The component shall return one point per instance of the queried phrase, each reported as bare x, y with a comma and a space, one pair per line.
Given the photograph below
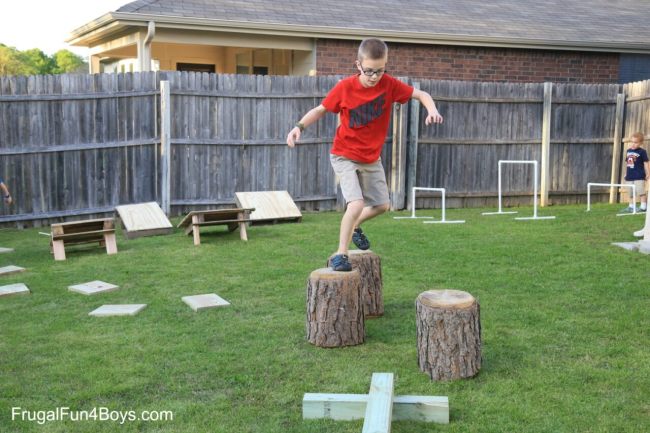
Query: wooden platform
270, 206
143, 219
233, 218
78, 232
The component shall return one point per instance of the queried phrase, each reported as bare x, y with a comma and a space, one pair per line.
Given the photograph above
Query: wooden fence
78, 145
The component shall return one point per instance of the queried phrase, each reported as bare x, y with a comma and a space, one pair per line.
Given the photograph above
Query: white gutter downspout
144, 48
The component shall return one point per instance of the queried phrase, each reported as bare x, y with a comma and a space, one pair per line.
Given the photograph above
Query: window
195, 67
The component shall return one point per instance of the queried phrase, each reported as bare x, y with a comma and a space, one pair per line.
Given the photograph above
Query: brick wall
476, 64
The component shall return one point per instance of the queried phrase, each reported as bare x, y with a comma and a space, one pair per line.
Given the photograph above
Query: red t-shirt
365, 115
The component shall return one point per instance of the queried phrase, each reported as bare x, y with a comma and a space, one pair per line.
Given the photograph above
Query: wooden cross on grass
378, 408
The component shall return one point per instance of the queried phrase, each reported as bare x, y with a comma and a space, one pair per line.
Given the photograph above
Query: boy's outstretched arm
425, 99
312, 116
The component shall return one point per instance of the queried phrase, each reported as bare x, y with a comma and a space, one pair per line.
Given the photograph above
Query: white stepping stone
93, 287
631, 246
201, 302
117, 310
11, 269
14, 289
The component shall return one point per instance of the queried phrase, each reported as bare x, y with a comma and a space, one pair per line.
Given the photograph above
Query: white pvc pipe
420, 188
535, 181
620, 185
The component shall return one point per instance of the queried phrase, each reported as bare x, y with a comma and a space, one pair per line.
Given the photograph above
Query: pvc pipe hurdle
535, 181
623, 185
443, 220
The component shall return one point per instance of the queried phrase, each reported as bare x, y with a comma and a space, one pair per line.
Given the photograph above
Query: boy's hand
294, 135
433, 117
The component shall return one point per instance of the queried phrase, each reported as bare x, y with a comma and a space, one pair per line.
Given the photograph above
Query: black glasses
370, 72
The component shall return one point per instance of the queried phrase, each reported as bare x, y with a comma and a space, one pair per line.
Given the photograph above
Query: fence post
616, 146
412, 152
546, 144
165, 146
398, 158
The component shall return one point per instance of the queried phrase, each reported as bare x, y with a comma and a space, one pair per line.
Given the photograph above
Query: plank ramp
143, 219
270, 206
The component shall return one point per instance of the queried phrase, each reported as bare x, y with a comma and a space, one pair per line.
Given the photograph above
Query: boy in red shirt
364, 102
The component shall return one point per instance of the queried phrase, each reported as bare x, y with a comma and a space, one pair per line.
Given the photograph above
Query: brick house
586, 41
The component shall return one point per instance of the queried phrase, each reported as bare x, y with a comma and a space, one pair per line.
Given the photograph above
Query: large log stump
449, 334
369, 266
334, 308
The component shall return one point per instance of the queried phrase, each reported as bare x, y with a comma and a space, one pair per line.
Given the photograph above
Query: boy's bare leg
352, 213
370, 212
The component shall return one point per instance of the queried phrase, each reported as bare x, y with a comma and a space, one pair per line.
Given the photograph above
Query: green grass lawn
565, 325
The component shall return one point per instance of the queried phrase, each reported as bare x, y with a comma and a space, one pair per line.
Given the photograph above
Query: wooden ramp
143, 219
100, 230
232, 218
270, 206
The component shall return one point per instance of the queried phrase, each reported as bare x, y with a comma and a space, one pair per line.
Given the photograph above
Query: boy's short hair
373, 49
639, 136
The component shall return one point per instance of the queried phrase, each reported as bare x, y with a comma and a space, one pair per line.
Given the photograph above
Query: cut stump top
450, 299
331, 274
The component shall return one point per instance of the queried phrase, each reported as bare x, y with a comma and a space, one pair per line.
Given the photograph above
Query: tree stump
369, 266
449, 334
334, 308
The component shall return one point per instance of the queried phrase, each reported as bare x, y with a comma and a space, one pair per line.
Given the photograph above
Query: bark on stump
334, 308
369, 266
449, 334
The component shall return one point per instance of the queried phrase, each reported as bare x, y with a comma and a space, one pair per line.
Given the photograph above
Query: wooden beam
412, 147
165, 146
546, 145
379, 410
619, 122
349, 407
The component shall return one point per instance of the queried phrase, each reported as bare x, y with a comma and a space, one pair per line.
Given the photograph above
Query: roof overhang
114, 23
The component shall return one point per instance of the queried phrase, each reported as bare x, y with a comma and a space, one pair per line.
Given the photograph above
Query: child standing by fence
364, 102
6, 195
637, 171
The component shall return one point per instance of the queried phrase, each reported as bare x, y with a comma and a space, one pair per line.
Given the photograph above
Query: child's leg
371, 212
352, 212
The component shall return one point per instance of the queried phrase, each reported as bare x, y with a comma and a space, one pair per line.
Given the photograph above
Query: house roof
594, 25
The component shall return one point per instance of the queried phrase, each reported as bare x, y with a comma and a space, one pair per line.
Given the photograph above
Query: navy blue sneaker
360, 240
341, 263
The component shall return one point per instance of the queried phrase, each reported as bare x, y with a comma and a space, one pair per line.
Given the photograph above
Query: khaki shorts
361, 181
639, 186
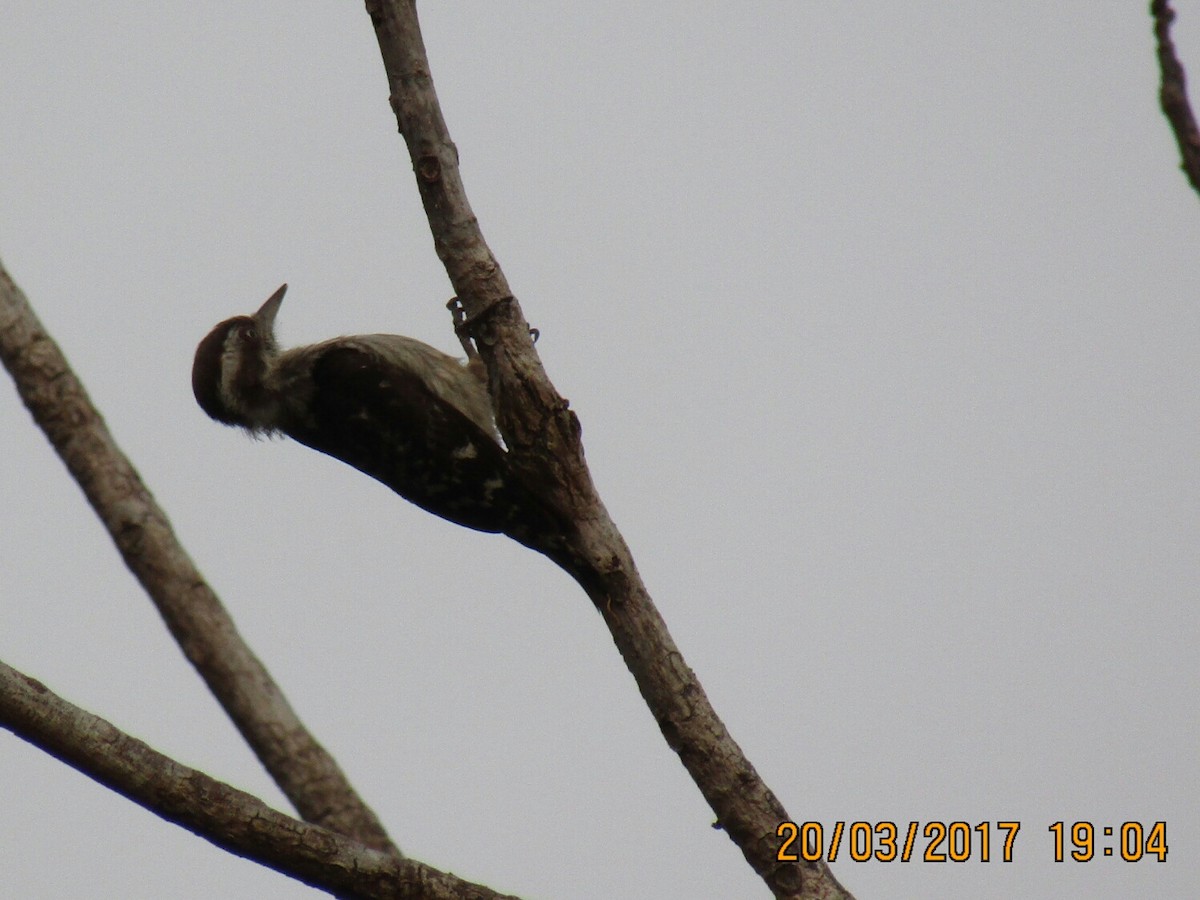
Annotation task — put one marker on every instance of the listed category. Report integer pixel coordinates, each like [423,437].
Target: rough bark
[223,815]
[304,771]
[1173,95]
[545,441]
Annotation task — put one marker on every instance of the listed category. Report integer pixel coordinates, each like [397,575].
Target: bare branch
[1174,95]
[60,406]
[544,437]
[223,815]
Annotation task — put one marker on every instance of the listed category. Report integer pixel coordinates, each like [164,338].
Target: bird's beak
[267,312]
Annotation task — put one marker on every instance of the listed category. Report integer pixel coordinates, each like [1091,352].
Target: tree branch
[543,436]
[222,815]
[1173,96]
[60,406]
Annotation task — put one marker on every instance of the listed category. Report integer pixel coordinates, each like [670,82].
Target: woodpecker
[397,409]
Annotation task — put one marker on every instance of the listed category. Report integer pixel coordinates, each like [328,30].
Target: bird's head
[232,367]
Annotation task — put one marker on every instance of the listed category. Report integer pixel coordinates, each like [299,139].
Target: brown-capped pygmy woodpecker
[397,409]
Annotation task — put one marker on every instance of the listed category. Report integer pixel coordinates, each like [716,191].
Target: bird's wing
[384,420]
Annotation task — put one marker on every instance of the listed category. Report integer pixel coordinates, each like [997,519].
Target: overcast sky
[882,323]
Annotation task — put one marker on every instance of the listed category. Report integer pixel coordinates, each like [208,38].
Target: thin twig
[545,448]
[1174,94]
[304,771]
[223,815]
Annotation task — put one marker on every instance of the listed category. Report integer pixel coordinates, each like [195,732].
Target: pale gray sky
[882,322]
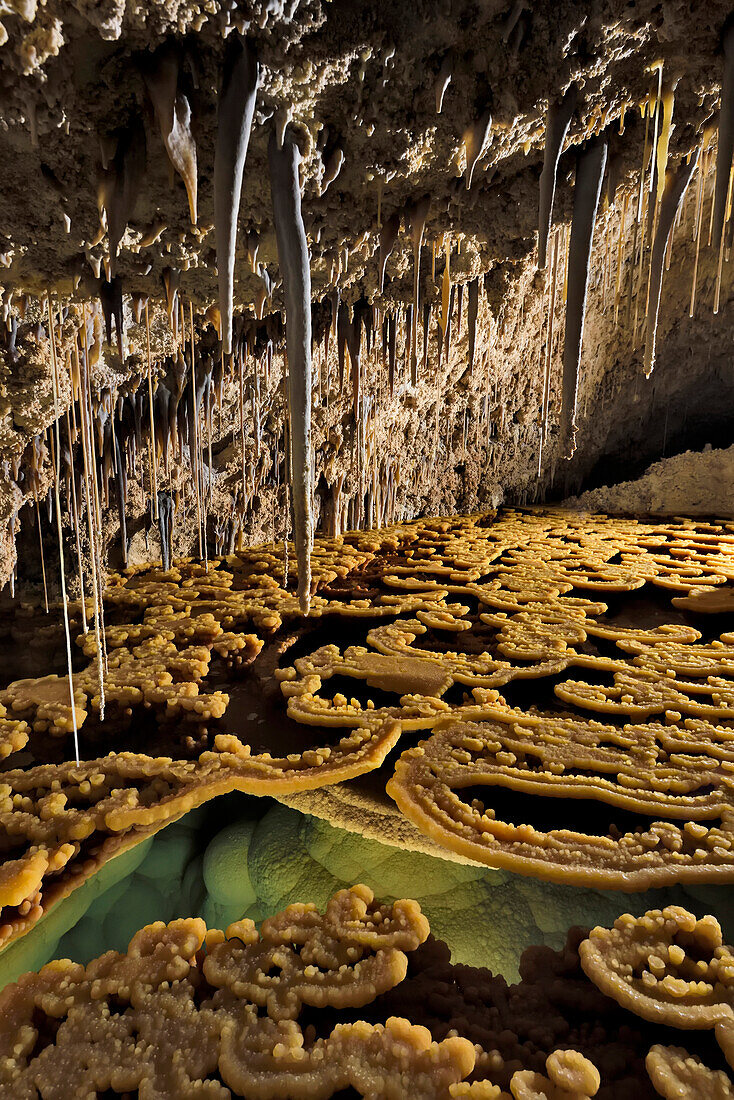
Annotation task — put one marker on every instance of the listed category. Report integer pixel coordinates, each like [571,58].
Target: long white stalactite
[294,262]
[589,175]
[237,105]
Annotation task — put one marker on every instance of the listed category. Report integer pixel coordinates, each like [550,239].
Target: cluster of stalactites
[653,211]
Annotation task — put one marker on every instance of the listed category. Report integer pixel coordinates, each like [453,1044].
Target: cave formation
[325,325]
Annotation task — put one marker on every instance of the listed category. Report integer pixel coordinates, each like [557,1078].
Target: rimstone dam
[367,549]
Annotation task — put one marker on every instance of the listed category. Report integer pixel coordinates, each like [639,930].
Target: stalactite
[55,462]
[392,329]
[387,238]
[426,326]
[342,334]
[110,296]
[293,259]
[620,257]
[667,100]
[725,149]
[442,80]
[121,495]
[549,350]
[558,121]
[698,220]
[237,103]
[637,243]
[165,514]
[331,168]
[171,278]
[173,113]
[589,175]
[416,215]
[120,185]
[475,142]
[354,348]
[472,310]
[91,496]
[447,336]
[676,185]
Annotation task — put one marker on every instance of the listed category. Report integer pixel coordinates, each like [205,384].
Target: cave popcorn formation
[333,345]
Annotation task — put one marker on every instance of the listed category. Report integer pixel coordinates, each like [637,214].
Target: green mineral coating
[226,873]
[46,939]
[486,916]
[251,857]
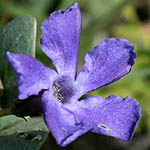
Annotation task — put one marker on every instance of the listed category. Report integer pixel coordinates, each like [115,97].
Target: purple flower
[66,116]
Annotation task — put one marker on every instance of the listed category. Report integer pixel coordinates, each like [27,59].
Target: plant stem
[5,112]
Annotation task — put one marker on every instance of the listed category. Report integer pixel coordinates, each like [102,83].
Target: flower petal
[60,121]
[113,116]
[60,39]
[106,63]
[32,75]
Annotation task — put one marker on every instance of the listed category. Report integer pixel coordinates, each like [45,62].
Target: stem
[5,112]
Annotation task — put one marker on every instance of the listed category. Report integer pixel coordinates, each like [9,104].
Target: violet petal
[60,39]
[60,121]
[32,75]
[106,63]
[113,116]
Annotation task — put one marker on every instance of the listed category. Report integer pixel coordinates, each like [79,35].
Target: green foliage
[17,134]
[101,19]
[18,35]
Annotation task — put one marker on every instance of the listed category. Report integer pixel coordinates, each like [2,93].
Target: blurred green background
[101,19]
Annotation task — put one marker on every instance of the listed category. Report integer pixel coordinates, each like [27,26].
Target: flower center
[63,89]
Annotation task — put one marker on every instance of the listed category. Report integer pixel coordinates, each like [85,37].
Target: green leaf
[29,135]
[19,35]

[EXERCISE] Repeat exactly, and only, the lines from the line containing "each like [9,104]." through the last line of the records above, both included.

[WRITTEN REPLY]
Annotation task — put one marker on every instance of the listed category. Report integer pixel coordinates, each like [9,104].
Target: violet petal
[60,39]
[60,121]
[32,75]
[106,63]
[113,116]
Annotation task — put one marker on every instance of the listed category. Report integer pixel coordinates, each like [79,35].
Target: green foliage
[17,134]
[101,19]
[18,35]
Annotation task — put one marker on every instance of the listed category. Report integer pixel coordinates, each like [2,93].
Target: blurred green background
[101,19]
Annotation task — put one marker on every instance of the listed category. Report integer pixel coordinates, each like [27,26].
Target: flower center
[63,89]
Annotation task — put one marker on every instance of the listed category. Report integer pixel coordinates, each like [85,37].
Target: green leaf
[29,135]
[19,35]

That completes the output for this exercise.